#### [Problem to work on]
Where the records below have a line with "cloud", that line is to be copied.

#### [Dataset excerpts]
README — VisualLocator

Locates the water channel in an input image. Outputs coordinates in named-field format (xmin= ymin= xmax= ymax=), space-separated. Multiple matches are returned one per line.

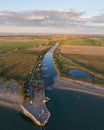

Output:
xmin=0 ymin=43 xmax=104 ymax=130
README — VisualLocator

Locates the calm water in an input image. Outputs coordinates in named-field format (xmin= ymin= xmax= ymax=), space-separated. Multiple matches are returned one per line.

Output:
xmin=69 ymin=69 xmax=93 ymax=79
xmin=0 ymin=44 xmax=104 ymax=130
xmin=1 ymin=90 xmax=104 ymax=130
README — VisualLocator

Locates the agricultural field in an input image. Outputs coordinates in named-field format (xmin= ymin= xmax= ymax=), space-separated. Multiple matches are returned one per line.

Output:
xmin=60 ymin=45 xmax=104 ymax=55
xmin=59 ymin=36 xmax=104 ymax=46
xmin=0 ymin=50 xmax=37 ymax=83
xmin=54 ymin=36 xmax=104 ymax=85
xmin=0 ymin=36 xmax=52 ymax=49
xmin=65 ymin=54 xmax=104 ymax=75
xmin=0 ymin=36 xmax=52 ymax=84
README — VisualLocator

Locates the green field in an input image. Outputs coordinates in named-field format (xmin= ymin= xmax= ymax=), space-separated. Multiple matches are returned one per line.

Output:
xmin=0 ymin=36 xmax=52 ymax=84
xmin=0 ymin=50 xmax=38 ymax=83
xmin=54 ymin=35 xmax=104 ymax=85
xmin=54 ymin=50 xmax=104 ymax=85
xmin=60 ymin=36 xmax=104 ymax=46
xmin=65 ymin=54 xmax=104 ymax=74
xmin=0 ymin=37 xmax=50 ymax=49
xmin=1 ymin=35 xmax=104 ymax=86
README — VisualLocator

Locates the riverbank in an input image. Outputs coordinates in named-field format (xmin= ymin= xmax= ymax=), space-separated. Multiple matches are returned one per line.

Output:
xmin=0 ymin=79 xmax=23 ymax=111
xmin=53 ymin=76 xmax=104 ymax=97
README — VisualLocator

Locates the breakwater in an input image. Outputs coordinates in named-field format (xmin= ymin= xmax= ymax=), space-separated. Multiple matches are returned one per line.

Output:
xmin=21 ymin=43 xmax=58 ymax=126
xmin=21 ymin=105 xmax=42 ymax=126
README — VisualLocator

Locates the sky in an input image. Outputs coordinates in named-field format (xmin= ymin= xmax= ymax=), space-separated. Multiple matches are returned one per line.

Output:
xmin=0 ymin=0 xmax=104 ymax=34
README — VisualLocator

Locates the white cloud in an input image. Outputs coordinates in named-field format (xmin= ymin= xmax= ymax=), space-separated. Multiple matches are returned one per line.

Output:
xmin=0 ymin=9 xmax=86 ymax=26
xmin=25 ymin=15 xmax=45 ymax=20
xmin=0 ymin=9 xmax=104 ymax=34
xmin=90 ymin=14 xmax=104 ymax=23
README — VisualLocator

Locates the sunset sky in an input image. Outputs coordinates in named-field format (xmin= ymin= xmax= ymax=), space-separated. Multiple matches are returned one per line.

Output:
xmin=0 ymin=0 xmax=104 ymax=34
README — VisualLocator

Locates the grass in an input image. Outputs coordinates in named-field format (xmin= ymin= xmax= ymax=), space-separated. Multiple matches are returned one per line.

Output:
xmin=64 ymin=53 xmax=104 ymax=85
xmin=0 ymin=36 xmax=52 ymax=84
xmin=0 ymin=42 xmax=38 ymax=49
xmin=65 ymin=54 xmax=104 ymax=74
xmin=0 ymin=41 xmax=49 ymax=49
xmin=0 ymin=50 xmax=37 ymax=83
xmin=0 ymin=36 xmax=51 ymax=49
xmin=55 ymin=35 xmax=104 ymax=85
xmin=60 ymin=36 xmax=104 ymax=46
xmin=54 ymin=50 xmax=79 ymax=77
xmin=89 ymin=37 xmax=104 ymax=46
xmin=0 ymin=35 xmax=104 ymax=86
xmin=54 ymin=49 xmax=104 ymax=85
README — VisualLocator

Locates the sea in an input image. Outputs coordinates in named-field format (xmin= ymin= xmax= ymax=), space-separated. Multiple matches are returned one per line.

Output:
xmin=0 ymin=89 xmax=104 ymax=130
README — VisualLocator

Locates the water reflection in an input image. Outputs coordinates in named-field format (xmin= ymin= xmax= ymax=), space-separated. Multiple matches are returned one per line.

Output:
xmin=69 ymin=69 xmax=93 ymax=79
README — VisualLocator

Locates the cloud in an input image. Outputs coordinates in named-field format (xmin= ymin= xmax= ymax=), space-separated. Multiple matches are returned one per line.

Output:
xmin=0 ymin=9 xmax=104 ymax=34
xmin=89 ymin=14 xmax=104 ymax=23
xmin=0 ymin=9 xmax=86 ymax=27
xmin=25 ymin=16 xmax=45 ymax=20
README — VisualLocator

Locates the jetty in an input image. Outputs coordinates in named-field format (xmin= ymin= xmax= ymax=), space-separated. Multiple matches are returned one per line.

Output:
xmin=21 ymin=90 xmax=51 ymax=126
xmin=21 ymin=43 xmax=59 ymax=126
xmin=21 ymin=50 xmax=51 ymax=126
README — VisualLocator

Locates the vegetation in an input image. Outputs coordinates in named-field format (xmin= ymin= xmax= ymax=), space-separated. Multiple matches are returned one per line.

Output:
xmin=0 ymin=36 xmax=53 ymax=98
xmin=0 ymin=35 xmax=104 ymax=97
xmin=53 ymin=35 xmax=104 ymax=85
xmin=54 ymin=50 xmax=104 ymax=85
xmin=0 ymin=36 xmax=52 ymax=81
xmin=59 ymin=36 xmax=104 ymax=46
xmin=54 ymin=49 xmax=80 ymax=76
xmin=0 ymin=36 xmax=52 ymax=49
xmin=0 ymin=50 xmax=39 ymax=83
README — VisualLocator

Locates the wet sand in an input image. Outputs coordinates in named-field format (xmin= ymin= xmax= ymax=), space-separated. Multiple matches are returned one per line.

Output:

#### [Exercise solution]
Locates the white cloud in an input image. Outputs coordinates in named-field format (xmin= ymin= xmax= ymax=), space-separated. Multiple matches are returned one per line.
Locates the cloud in an input image. Outputs coordinates in named-field format (xmin= ymin= xmax= ymax=), space-separated. Multiple matches are returned one per line.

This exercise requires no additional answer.